### Work to do
Copy out all the rows below, switching every "The detector" to "The labeling tool" and changing nothing else. Leave the pictures out of your copy.
** START OF Record excerpts **
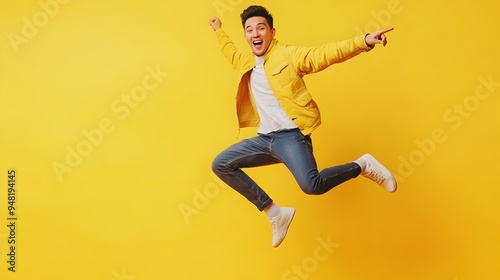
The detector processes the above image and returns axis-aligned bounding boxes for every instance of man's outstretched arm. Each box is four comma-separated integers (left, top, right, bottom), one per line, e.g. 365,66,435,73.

208,17,250,69
294,28,394,74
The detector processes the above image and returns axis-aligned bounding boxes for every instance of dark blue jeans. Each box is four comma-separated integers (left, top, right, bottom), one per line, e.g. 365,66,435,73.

212,129,361,211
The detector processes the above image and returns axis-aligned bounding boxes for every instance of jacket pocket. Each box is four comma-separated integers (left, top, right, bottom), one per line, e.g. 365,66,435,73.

293,90,312,107
270,62,293,87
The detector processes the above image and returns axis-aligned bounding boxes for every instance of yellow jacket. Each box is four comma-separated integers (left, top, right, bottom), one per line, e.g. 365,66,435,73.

215,28,372,135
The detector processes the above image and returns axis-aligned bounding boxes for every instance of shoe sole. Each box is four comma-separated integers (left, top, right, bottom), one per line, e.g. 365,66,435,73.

273,209,295,248
365,154,398,193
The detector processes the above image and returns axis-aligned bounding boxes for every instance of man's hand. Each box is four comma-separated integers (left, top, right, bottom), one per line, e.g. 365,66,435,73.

365,28,394,47
208,17,222,31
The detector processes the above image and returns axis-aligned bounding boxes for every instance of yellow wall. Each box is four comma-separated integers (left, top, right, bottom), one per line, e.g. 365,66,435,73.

0,0,500,280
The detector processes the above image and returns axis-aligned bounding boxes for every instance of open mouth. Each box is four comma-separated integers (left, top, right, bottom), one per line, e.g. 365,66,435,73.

253,40,262,47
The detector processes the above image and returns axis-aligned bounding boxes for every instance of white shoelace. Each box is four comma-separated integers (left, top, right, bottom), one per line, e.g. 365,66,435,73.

366,170,385,184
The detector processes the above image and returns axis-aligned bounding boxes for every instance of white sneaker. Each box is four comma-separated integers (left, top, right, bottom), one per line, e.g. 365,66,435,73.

269,207,295,248
360,154,398,192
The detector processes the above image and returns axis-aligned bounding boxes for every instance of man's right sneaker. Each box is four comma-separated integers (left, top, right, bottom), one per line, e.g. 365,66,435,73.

269,207,295,248
360,154,398,192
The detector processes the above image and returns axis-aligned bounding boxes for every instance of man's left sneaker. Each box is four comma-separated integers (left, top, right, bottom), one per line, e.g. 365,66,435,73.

360,154,398,192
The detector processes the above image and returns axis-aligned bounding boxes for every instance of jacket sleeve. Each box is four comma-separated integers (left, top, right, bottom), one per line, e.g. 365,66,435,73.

215,28,247,69
291,35,372,75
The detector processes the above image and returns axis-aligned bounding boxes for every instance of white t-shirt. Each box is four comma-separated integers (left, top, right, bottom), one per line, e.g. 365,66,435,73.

250,56,297,134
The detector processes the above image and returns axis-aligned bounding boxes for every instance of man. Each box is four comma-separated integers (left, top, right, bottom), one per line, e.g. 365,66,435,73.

209,6,397,247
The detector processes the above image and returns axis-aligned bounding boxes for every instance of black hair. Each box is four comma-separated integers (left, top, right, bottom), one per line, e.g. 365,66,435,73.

240,5,273,29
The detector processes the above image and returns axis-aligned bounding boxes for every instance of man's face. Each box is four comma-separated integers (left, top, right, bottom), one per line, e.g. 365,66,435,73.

245,17,276,56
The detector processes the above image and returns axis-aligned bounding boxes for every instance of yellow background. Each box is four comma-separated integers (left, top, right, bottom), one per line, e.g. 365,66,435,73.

0,0,500,280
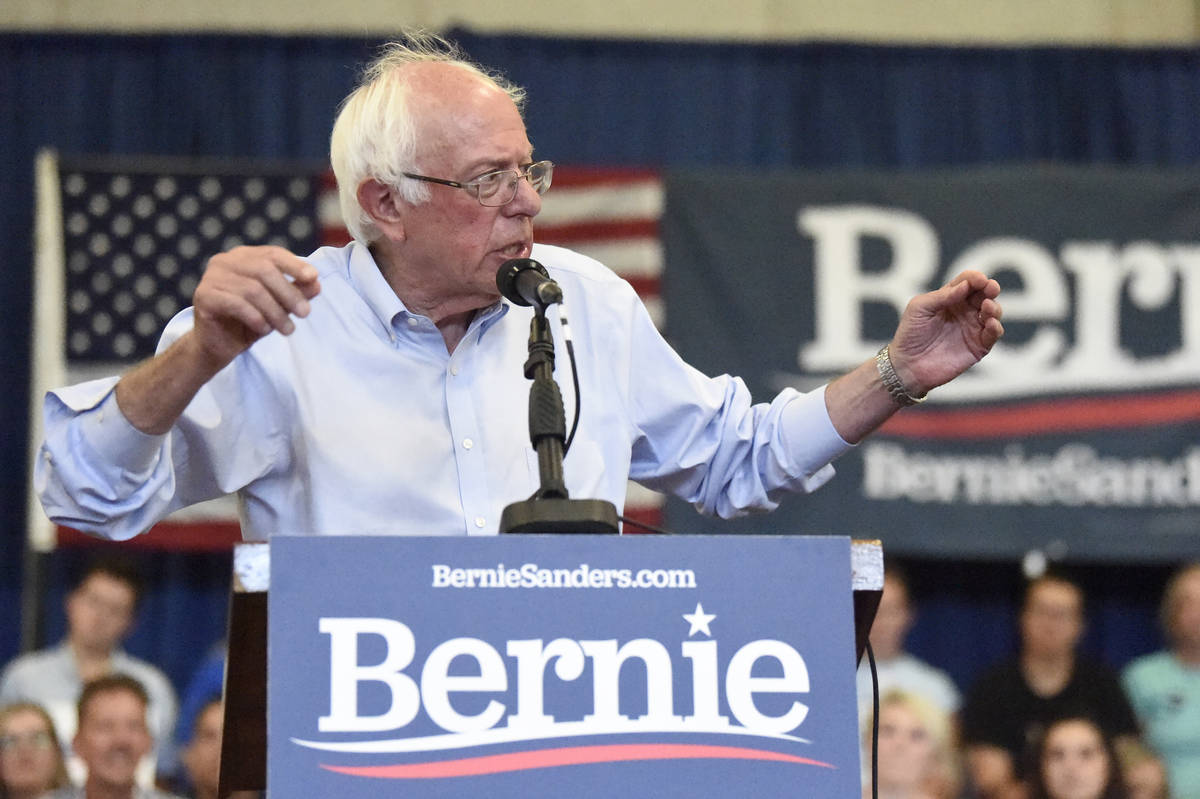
** END OF Record excerpts **
### Response below
The labeling tool processes the above image and returns axis-aligned bounding boxes for every instance of man's outstretched arm. Each box is four comma-separated integers (left, top, right, bottom), one per line, e.g. 365,66,435,73.

208,17,250,69
294,28,394,74
The labeling tool processes the above image and returns axis-aligned bounding boxes for every instance of dark blue jeans. Each box is four comma-separated integers (left, top, right, bottom), one per line, e.g. 365,66,435,73.

212,129,361,211
The labeling tool processes the above image and returns axis-aligned bounding boxes for every instance of jacket pocket. Each box is four comma-separated integers (left, top, right, bottom), one per line, e.g. 365,66,435,73.

293,90,312,107
270,62,293,87
The labeling tool processes the above image and returns axis-aligned bounding boxes for every instance of yellow jacket. Each box is four comma-separated integers (left, top, right, bottom), one per line, e.g. 365,66,435,73.

215,28,372,135
The labeling tool processes the above image and returns axis-aligned bounding boxes for every instance of shoe sole. Each box is four comma-separated integers (left, top, right, bottom), one per line, e.g. 365,66,435,73.

273,209,295,248
365,154,398,193
The labeling tool processes the above image and returns axis-aligned bounding boxes for every instance of man's hand. Each box is four comma-separated integers (left, top, right, bottom), one per line, e.g. 365,66,435,73.

365,28,394,47
208,17,222,31
The labeling tool processes the above image and returns axis-aligned bounding boxes for every instance of yellow wall. Each box is four comma-separated integers (left, top, right, bottom), one per line, e.g. 365,66,435,73.

0,0,500,280
The labeling tool processes the above image and returns axis-aligned bounding boxes for every instance of open mouth. Each box is four comma-separated integers (left, top, right, bottom), one per line, e.g. 365,66,435,73.

253,40,262,47
The labeling tool processes the above image and returns axis-aligned bounding boxes for every instance of white shoelace. Each box is four comma-separated integers (left, top, right, bottom), one per line, e.g. 365,66,435,73.

366,170,385,184
The labeling tool processes the above image and returns axis-aligned bounding boxes for every instance of white sneaker. Each box is four comma-separated integers (left, top, right, bottom), one per line, e.g. 365,66,435,73.

269,207,295,248
360,154,398,192
The labeling tool processes the above image and returns axis-aligned bounding boxes for every instance of man's right sneaker. Each box is four comma-separated integers (left, top, right, bottom), one per line, e.g. 365,66,435,73.

269,207,295,248
360,154,398,192
The labeling tool processes the above image and returns axis-aligned bounding boxes for every instance of man's left sneaker. Each box is four comma-separated integers (left, top, right, bottom), one per line, e.g. 365,66,435,73.

360,154,398,192
The labeling tool processes the above image and returns axis-aligned bounding boxes for every instance of jacket sleeve. Each box is four comma-separated integers (left, top, right, bottom), one per line, e.g. 365,66,435,73.

215,28,247,69
291,35,372,75
The labeling tool processes the above image and returns axis-aligned bounding boxes for every instance of white t-shirt. Each box is four comma-separated integers (left, top, right, bottom), one per line, e.g. 365,66,435,73.

250,56,297,134
The labeling tool processes the above image and returns axis-aligned bounding boxes for every instance of man. Each box is four comma-separated integers (left, top, right, bottom), one per line, e.g. 365,66,435,73.

209,6,397,247
The labeling tool processes the above image and returns axis-aligned bounding boxes for every instance of black hair. Each box is four comma-separated integers (left, top, right, bottom), one per line, e.g. 365,66,435,73.

240,5,273,29
The labeling tool processes the above image and returns axis-aligned bounding boxes for every instance of man's face. Each box is four comma-separated integers (left, top, right, bottom), one per line, e.g. 365,66,435,73.

245,17,276,56
The labeling tool processes the above image and returns axis-aligned bounding boxes for every instance of yellow background. Each box is four comma-separated integers (left, top, right, bottom), one per line, e.g. 365,66,435,73.

0,0,500,280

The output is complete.